Saved entries
##########
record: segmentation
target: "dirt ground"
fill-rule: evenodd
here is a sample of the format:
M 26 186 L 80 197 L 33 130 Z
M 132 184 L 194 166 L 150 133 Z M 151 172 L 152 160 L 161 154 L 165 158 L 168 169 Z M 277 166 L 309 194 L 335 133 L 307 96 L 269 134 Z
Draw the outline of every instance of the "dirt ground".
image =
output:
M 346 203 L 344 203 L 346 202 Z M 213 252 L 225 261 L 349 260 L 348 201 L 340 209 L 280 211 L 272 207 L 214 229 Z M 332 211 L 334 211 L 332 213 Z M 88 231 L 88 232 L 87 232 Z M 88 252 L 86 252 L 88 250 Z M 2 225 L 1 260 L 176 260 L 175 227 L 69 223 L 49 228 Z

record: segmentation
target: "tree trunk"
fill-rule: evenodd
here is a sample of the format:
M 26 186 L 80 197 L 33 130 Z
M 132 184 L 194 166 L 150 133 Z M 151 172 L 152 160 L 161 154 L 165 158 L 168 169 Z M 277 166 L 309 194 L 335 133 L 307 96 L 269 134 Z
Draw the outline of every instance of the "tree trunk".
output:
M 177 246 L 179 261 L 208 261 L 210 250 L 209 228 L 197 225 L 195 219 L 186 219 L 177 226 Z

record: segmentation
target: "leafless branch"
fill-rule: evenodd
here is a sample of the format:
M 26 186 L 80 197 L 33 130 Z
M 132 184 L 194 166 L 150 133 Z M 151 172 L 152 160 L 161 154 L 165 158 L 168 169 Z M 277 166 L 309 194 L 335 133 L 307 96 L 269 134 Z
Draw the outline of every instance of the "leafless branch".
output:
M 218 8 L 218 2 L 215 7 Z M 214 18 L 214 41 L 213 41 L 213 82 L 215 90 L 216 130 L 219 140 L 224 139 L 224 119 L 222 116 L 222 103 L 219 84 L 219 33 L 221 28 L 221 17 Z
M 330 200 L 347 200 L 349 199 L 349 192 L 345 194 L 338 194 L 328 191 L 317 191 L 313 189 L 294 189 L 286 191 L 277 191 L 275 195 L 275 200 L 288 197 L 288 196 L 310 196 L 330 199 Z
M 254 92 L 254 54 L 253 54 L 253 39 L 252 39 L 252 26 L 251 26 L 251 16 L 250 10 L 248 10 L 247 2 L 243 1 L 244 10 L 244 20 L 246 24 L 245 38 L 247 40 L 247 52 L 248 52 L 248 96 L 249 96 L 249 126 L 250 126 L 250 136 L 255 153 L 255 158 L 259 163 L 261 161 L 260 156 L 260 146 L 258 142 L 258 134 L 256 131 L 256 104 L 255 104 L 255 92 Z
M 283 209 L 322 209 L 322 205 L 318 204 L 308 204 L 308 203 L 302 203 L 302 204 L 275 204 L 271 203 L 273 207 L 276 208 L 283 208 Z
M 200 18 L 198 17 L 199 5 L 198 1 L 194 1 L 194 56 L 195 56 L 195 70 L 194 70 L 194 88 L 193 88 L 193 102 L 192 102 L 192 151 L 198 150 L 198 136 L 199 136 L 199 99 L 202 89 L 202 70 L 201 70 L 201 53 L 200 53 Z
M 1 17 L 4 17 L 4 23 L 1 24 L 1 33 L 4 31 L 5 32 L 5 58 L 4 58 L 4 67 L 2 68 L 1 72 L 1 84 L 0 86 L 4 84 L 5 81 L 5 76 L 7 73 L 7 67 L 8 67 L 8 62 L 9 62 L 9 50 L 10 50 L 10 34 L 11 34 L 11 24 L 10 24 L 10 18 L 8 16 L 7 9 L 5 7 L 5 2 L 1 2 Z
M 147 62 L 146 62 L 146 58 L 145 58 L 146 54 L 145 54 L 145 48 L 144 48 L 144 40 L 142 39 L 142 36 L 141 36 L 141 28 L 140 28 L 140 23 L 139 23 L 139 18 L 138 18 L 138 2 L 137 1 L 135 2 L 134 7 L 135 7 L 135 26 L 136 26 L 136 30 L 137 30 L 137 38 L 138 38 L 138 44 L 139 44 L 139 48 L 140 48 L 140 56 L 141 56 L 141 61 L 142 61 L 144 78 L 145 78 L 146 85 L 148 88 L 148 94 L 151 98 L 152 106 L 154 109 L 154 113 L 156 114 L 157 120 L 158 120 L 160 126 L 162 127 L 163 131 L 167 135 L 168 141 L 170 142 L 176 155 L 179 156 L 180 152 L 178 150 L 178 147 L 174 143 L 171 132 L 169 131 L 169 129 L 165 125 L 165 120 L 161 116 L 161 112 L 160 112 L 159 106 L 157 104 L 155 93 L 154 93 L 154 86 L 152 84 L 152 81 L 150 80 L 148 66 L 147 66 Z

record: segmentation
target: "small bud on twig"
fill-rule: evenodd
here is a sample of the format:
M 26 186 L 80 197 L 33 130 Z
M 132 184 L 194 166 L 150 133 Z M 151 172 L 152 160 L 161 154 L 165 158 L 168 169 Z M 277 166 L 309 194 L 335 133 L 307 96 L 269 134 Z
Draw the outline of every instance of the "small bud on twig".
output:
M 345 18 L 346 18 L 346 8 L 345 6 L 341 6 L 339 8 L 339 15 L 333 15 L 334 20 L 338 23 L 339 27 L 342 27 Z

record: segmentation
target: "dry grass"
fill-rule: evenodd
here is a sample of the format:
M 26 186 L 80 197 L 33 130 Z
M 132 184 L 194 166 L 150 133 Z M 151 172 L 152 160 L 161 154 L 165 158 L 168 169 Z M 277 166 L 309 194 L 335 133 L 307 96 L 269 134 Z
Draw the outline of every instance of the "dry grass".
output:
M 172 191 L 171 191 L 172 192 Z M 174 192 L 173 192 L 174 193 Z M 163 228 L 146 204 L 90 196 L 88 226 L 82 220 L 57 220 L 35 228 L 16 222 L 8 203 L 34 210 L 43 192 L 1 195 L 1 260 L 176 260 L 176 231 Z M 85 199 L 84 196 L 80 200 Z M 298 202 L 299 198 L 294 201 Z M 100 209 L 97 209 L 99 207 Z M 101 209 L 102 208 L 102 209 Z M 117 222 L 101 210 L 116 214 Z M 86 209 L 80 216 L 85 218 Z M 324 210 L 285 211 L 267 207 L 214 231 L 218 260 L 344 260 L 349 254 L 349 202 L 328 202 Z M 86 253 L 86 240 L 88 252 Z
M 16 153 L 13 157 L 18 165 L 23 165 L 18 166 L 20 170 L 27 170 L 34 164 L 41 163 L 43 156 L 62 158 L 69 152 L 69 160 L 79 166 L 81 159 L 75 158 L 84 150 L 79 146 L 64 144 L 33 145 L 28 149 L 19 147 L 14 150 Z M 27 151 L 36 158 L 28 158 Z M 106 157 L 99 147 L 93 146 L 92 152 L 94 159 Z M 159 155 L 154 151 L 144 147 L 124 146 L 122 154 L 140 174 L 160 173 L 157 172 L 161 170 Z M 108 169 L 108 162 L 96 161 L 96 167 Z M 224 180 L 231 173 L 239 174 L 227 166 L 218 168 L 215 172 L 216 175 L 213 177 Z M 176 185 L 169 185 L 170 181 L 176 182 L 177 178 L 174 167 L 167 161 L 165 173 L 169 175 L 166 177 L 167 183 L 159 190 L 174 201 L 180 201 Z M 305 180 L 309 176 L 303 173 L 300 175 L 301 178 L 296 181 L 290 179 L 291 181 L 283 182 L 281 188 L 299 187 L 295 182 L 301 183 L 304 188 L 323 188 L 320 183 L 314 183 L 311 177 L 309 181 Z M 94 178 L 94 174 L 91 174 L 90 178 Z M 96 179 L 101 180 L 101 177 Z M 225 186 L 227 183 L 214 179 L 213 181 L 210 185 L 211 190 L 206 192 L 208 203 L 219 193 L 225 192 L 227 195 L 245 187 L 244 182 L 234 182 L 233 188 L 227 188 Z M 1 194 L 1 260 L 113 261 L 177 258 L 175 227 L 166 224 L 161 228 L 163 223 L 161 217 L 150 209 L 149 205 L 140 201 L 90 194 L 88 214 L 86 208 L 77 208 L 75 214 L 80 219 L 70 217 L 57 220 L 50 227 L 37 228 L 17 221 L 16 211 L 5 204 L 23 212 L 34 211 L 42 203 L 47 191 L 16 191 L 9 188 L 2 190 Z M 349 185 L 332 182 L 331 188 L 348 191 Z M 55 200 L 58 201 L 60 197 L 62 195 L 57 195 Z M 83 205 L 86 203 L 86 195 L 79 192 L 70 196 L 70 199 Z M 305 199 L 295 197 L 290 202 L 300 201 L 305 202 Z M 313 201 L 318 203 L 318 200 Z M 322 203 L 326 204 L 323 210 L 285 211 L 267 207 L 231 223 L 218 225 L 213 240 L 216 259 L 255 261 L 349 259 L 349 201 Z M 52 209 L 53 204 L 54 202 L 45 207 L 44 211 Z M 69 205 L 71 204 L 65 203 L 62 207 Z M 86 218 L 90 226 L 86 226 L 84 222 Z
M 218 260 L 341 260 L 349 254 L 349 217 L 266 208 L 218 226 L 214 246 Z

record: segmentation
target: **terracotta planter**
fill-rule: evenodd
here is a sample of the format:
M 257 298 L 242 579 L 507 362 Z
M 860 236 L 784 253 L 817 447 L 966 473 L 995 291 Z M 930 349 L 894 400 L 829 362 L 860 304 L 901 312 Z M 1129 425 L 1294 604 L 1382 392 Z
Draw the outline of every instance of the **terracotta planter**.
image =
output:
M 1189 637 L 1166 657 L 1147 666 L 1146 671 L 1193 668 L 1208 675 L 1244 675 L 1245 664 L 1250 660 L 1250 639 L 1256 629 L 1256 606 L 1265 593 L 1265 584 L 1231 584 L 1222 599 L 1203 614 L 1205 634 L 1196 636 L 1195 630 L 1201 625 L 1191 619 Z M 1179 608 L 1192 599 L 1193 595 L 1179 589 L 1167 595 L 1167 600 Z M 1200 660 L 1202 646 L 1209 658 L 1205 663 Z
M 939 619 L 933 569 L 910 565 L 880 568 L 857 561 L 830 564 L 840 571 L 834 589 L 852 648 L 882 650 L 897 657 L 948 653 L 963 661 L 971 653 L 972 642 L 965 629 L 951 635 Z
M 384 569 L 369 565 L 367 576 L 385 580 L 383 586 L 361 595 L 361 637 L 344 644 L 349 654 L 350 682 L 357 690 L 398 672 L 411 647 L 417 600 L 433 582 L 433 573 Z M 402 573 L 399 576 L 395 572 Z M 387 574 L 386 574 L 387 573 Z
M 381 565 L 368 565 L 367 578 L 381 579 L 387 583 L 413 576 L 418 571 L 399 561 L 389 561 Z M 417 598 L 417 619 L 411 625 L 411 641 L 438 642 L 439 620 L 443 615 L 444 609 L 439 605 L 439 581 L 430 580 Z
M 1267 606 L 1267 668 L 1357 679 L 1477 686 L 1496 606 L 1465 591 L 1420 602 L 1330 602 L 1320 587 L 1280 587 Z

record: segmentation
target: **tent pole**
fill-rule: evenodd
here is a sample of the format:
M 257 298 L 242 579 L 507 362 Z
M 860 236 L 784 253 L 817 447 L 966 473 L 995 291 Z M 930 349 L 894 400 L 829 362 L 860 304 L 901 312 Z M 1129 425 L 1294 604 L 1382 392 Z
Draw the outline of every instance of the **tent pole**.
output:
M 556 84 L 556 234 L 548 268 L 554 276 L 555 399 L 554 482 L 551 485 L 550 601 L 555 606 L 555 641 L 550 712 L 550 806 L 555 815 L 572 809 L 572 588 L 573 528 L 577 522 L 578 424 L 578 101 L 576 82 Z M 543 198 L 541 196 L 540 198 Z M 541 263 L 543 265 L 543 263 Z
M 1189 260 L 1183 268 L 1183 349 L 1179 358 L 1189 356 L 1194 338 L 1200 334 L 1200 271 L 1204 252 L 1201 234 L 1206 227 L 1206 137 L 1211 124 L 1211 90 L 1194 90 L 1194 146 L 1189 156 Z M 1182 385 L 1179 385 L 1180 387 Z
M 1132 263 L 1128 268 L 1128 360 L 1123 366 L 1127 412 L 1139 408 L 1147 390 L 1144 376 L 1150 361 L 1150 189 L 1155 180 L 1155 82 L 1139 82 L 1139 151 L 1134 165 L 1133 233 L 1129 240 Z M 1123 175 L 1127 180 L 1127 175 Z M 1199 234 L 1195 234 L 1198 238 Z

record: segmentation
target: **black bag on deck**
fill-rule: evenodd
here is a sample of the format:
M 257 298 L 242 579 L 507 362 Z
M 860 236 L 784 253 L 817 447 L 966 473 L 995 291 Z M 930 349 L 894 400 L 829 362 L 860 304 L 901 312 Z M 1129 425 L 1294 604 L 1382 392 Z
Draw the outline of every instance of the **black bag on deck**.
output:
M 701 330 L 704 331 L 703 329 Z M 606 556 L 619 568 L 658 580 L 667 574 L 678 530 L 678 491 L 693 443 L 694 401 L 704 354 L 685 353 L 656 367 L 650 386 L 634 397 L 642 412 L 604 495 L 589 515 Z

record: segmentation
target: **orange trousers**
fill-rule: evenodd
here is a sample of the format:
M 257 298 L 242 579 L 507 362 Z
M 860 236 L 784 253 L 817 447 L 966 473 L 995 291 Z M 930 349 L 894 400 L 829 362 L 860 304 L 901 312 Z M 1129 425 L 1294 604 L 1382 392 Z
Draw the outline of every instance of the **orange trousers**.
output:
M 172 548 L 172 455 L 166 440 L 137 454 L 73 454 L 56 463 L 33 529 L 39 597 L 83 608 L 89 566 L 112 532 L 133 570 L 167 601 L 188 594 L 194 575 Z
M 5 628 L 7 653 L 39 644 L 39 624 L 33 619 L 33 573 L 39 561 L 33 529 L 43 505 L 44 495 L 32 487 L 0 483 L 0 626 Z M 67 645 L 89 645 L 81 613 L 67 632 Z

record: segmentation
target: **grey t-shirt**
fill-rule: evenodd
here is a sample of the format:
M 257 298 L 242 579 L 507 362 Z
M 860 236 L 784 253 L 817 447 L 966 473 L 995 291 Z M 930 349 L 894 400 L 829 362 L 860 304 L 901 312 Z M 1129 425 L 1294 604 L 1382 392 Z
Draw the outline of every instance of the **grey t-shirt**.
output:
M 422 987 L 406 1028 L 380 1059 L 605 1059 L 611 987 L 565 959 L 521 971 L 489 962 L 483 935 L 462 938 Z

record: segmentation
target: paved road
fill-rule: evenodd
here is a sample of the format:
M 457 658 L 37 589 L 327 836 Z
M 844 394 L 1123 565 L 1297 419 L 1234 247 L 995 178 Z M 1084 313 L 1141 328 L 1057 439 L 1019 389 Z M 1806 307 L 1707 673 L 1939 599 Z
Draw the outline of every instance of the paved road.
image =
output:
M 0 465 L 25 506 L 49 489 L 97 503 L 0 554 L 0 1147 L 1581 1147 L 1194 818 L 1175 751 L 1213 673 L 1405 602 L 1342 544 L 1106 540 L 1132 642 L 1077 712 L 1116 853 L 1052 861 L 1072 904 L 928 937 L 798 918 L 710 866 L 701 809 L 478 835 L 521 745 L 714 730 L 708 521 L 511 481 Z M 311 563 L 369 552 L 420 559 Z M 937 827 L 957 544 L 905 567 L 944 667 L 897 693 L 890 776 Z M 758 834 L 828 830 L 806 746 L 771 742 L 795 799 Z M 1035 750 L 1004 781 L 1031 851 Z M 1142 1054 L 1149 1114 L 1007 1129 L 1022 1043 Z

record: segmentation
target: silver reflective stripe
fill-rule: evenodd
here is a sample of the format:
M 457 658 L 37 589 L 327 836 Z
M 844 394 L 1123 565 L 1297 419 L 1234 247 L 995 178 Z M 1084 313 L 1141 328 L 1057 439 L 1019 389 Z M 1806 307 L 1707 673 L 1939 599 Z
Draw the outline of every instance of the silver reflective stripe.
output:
##########
Problem requirements: Find the lines in the entries above where "grey" occurs, and copy each of them.

Result for this exercise:
target: **grey t-shirt**
Draw the outline of every instance of the **grey t-shirt**.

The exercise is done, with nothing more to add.